**What to work on**:
Which lines below contain the word "instance"? Pick out each of them and copy it.

**Records**:

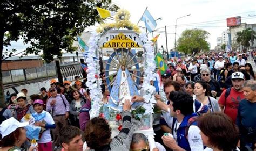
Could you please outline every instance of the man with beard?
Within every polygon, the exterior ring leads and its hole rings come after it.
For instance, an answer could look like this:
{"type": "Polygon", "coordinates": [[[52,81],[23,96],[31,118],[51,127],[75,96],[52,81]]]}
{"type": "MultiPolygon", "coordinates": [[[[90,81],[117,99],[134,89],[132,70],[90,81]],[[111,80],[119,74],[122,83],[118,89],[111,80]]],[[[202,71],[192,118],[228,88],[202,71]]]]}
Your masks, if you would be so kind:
--
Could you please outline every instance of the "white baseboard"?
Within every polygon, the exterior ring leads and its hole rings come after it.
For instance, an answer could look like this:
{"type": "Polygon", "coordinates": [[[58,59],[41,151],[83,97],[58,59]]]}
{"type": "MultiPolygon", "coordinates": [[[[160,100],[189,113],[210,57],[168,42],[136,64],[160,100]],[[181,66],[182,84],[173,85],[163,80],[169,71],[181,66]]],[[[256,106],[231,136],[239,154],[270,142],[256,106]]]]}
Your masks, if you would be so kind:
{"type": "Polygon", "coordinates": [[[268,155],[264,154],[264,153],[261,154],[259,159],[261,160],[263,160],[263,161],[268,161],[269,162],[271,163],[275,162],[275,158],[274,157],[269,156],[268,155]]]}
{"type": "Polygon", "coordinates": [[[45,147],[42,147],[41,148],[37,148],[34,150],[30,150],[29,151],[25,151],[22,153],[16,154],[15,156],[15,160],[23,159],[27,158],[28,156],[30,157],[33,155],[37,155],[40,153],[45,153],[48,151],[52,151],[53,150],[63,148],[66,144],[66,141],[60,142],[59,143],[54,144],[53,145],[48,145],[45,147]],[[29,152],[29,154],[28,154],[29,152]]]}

**Finished answer**:
Could you please outline every instance of the man with beard?
For instance, an answer could look like this:
Could you please outline every instance of the "white baseboard"?
For instance, an answer could look like this:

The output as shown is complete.